• _Aufgabenstellung_:
- A) Bitte prüfe, ob die folgenden Aussagen mit dem Textauszug über Emil Nolde übereinstimmen: (i) Nolde brachte 1941 seine „ungemalten Bilder“ in Öl zu Papier. (ii) Werke Noldes waren 1937 in der Ausstellung „Entartete Kunst“ zu sehen. (iii) Nolde distanzierte sich später von der NSDAP Nordschleswig. Beantworte jede Aussage mit Ja oder Nein und führe die entscheidenden Worte des Textes wörtlich an.
- B) Wo wird laut dem Textauszug über Emil Nolde die Ausstellung „Emil Nolde und das Meer“ eröffnet?

• _Textauszug_:
#####
Und immer wieder gleißen und glühen Seelandschaften, zum Strahlen gebracht unter drohenden Wolkenwänden. Das hat was, ist aber auch eine Spur zu schnoddrig, zu unfertig. Sind diese Bilder harmlos, oder sind sie provokant? „Nolde kann immer noch provozieren“, sagt Bastek, „zum Beispiel, wenn Besucher in Foren schreiben: Was soll das? Das kann ich doch auch“.
Es gibt zwei unterschiedliche Erzählungen über das Leben Noldes. Die eine spielt in seinem Landhaus „Seebüll“ nahe der dänischen Grenze, wo er 1941 heimlich seine „ungemalten Bilder“ zu Papier brachte – in Aquarell, denn Ölfarben hätten Gestapo-Kontrolleure riechen können. Ein verfemter Maler, dessen Werke 1937 in der Ausstellung „Entartete Kunst“ zu sehen waren und der 1941 unter Berufsverbot stand. Siegfried Lenz hat diese Legende verewigt in seinem berühmten Roman „Die Deutschstunde“, für den Noldes (vermeintliches) Schicksal als Vorlage diente.
Tatsächlich, sagt Bastek, könnte der Gestapo-Polizist, den der „gebrandmarkte Künstler“ im Roman so fürchtete, ein Unterstützer gewesen sein. Damit sind wir in der zweiten, in der unbequemen Erzählung über den Maler, der so gern Repräsentant einer germanischen Kunst gewesen wäre, die er als überlegen ansah. Schon früh trat Nolde der späteren NSDAP Nordschleswig bei und distanzierte sich zeitlebens nie davon. Er agitierte antisemitisch gegen Max Pechstein, Paul Cassirer und Max Liebermann. Adolf Hitler bewunderte er als „groß u. edel in seinen Bestrebungen“ und als „ein genialer Tatmensch“. Nolde verdiente auch während der NS-Zeit mehr Geld als die allermeisten Künstler.
„Emil Nolde und das Meer“ ist eine weitere Ausstellung zum vielleicht bekanntesten malenden Norddeutschen betitelt, die am Samstag im Museum Kunst der Westküste Alkersum auf Föhr eröffnet wird und bis ins nächste Jahr zu sehen ist.
#####
• _Datensätze_:
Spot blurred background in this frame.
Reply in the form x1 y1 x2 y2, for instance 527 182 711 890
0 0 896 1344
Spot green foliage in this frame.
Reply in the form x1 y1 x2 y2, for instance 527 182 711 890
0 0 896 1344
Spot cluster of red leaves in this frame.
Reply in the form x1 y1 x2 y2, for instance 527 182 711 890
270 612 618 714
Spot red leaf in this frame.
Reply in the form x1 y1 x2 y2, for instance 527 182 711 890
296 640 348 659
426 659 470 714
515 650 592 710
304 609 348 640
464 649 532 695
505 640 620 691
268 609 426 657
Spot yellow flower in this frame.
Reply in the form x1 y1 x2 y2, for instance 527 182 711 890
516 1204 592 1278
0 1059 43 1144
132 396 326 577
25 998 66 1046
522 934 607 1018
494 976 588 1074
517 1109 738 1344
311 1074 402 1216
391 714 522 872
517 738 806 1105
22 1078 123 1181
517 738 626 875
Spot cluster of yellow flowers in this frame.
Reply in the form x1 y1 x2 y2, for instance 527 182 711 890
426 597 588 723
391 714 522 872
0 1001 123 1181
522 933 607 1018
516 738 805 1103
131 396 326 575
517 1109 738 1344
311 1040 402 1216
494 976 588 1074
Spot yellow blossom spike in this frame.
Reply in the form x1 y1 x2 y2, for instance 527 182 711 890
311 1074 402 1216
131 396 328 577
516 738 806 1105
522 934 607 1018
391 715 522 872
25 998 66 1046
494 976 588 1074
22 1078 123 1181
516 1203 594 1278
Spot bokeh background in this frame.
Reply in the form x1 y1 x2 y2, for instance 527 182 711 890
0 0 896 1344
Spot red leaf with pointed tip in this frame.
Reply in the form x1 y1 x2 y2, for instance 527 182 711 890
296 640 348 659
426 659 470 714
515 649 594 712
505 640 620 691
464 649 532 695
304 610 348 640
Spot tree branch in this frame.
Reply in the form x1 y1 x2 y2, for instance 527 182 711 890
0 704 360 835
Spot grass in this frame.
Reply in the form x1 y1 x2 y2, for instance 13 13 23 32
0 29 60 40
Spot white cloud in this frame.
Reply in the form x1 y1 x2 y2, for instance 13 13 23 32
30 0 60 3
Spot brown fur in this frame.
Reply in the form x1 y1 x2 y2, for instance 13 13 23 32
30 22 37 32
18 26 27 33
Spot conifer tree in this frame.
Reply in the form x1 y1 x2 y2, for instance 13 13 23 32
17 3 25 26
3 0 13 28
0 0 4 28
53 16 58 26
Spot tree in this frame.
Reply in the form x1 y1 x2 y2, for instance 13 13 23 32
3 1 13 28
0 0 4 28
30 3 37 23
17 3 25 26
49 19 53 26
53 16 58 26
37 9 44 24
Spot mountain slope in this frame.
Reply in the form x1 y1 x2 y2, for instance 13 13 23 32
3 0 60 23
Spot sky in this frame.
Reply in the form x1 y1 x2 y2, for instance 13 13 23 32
#####
• _Musterlösungen_:
- A)
(i) Nein: „in Aquarell, denn Ölfarben hätten Gestapo-Kontrolleure riechen können“
(ii) Ja: „dessen Werke 1937 in der Ausstellung „Entartete Kunst“ zu sehen waren“
(iii) Nein: „distanzierte sich zeitlebens nie davon“

- B) Im Museum Kunst der Westküste Alkersum auf Föhr.